[Items from a dataset]
####################

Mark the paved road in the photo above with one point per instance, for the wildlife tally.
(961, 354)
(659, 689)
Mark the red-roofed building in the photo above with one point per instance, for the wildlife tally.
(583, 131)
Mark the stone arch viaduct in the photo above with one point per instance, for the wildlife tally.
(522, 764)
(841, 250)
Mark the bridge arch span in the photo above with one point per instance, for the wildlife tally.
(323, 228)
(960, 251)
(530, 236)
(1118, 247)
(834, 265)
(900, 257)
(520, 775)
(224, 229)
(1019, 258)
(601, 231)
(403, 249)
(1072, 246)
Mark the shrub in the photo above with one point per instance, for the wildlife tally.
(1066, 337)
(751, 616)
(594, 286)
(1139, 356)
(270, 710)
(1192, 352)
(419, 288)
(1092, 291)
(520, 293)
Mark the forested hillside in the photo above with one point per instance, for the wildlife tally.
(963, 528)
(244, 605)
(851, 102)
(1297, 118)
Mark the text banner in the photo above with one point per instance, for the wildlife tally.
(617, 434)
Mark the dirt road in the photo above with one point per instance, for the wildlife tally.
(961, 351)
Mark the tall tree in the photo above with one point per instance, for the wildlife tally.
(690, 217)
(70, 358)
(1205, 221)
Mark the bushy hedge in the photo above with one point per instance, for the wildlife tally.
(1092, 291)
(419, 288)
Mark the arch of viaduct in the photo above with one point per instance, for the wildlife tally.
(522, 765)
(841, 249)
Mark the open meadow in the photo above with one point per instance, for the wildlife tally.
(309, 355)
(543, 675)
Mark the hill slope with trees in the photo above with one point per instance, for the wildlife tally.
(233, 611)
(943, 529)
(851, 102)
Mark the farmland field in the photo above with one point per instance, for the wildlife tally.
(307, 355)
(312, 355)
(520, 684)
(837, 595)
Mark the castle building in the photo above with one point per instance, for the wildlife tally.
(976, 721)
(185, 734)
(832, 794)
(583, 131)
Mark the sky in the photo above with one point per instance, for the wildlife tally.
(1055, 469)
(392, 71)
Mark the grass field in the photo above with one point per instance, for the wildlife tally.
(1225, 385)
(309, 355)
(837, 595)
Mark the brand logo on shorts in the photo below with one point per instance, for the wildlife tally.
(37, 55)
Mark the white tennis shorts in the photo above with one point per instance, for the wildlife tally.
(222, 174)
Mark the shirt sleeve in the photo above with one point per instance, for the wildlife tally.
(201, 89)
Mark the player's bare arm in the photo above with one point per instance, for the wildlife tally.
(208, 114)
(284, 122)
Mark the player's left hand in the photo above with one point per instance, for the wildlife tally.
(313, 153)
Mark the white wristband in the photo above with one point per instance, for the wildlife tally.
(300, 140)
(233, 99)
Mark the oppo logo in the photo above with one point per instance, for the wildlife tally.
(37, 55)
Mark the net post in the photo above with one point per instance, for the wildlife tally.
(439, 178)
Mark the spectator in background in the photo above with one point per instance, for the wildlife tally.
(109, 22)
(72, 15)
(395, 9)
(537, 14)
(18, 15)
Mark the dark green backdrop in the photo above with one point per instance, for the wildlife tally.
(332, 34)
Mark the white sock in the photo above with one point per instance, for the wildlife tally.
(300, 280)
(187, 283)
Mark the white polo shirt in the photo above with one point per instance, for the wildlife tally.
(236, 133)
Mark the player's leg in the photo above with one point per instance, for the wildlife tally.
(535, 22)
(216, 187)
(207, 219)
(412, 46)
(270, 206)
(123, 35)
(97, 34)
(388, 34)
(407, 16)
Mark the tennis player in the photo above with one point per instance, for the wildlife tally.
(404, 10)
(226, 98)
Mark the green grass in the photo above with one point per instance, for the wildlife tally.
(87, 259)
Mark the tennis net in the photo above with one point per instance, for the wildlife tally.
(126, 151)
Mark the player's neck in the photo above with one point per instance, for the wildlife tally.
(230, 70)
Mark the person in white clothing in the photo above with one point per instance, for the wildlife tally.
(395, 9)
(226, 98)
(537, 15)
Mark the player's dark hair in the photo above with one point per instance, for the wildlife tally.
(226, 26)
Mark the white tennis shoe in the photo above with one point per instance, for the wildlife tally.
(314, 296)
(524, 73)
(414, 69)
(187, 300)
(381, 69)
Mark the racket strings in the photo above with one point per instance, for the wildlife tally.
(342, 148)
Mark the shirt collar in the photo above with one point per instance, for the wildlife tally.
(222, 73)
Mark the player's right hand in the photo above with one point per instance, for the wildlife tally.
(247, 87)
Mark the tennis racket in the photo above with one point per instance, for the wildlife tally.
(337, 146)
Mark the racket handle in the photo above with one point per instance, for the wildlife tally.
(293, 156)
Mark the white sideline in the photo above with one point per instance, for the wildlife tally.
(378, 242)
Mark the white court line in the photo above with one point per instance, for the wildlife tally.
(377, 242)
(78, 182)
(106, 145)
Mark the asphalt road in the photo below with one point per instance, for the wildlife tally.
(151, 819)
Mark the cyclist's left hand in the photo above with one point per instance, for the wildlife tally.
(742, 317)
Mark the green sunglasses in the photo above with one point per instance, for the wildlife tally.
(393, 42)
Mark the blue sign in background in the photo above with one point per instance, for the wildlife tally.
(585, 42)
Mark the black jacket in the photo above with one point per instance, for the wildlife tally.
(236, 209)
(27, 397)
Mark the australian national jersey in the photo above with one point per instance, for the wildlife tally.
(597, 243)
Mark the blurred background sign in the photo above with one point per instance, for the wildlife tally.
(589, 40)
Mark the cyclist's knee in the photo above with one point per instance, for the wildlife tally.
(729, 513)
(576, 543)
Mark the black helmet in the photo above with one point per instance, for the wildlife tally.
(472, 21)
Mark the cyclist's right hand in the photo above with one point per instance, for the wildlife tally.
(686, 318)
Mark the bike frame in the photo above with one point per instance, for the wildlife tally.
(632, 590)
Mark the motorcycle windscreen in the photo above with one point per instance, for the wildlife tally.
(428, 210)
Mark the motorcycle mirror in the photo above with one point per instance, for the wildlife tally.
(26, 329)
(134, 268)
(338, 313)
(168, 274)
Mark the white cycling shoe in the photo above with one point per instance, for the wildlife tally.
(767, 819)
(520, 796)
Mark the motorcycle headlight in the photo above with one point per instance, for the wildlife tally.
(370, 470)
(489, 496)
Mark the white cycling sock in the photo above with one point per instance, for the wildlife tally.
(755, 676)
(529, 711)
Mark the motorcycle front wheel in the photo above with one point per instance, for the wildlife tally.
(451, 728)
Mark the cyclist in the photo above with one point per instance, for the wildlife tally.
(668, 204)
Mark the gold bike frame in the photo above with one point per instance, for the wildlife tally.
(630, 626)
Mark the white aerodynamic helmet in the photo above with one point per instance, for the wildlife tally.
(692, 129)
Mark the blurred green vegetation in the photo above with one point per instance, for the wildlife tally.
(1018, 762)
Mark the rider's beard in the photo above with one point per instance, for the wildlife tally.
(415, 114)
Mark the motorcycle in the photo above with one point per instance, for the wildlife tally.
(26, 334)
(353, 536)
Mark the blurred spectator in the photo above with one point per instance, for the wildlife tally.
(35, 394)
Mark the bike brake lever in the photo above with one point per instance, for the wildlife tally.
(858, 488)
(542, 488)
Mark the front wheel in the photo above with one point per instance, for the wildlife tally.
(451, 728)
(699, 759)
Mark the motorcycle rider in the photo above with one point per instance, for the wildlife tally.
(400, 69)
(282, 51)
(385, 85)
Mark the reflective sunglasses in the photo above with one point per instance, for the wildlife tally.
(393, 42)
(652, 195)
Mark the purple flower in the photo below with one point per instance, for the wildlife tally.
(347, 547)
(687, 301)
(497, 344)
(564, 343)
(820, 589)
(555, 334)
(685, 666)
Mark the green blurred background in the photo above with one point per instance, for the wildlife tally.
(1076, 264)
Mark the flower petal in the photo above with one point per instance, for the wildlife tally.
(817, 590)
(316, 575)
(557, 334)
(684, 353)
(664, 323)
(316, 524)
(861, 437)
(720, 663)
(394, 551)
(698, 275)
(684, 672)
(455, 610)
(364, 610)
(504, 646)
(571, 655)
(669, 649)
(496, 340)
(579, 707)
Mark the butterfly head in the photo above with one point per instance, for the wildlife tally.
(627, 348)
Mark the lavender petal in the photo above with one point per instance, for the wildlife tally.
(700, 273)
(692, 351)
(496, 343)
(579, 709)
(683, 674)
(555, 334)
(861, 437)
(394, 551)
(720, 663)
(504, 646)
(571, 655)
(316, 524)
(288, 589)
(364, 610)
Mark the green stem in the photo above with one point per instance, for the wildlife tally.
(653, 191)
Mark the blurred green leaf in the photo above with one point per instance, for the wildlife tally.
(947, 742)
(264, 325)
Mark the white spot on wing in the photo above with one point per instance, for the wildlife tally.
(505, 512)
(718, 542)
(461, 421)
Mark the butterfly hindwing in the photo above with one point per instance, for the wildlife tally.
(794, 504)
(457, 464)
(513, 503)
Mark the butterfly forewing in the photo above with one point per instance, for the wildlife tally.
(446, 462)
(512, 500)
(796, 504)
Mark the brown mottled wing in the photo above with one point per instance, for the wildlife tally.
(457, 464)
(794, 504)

####################

**OBJECTIVE**
Rewrite the material from the line containing "Mark the green stem" through its final line, substituting "moth" for "butterfly" and leaving everything else unchanged.

**REPLY TO THE TASK**
Mark the green stem in the photo above with one point per instance, for the wildlife tally.
(653, 191)
Mark the blurred green leaf in the photo above with one point per instance, for the wildlife tally.
(947, 742)
(264, 325)
Mark the white spot on wing in the photo above with one point per instance, for the wildlife tally.
(505, 512)
(718, 542)
(461, 421)
Mark the moth hindwing in the photo above with one point per instance, for the wildlife tally.
(794, 504)
(457, 464)
(513, 503)
Mark the moth forewing in the photo above with one point per instance, for the wildlife tally.
(446, 462)
(512, 500)
(796, 504)
Mark the brown mottled wing in the photo above with one point per instance, for the wildlife tally.
(457, 464)
(794, 504)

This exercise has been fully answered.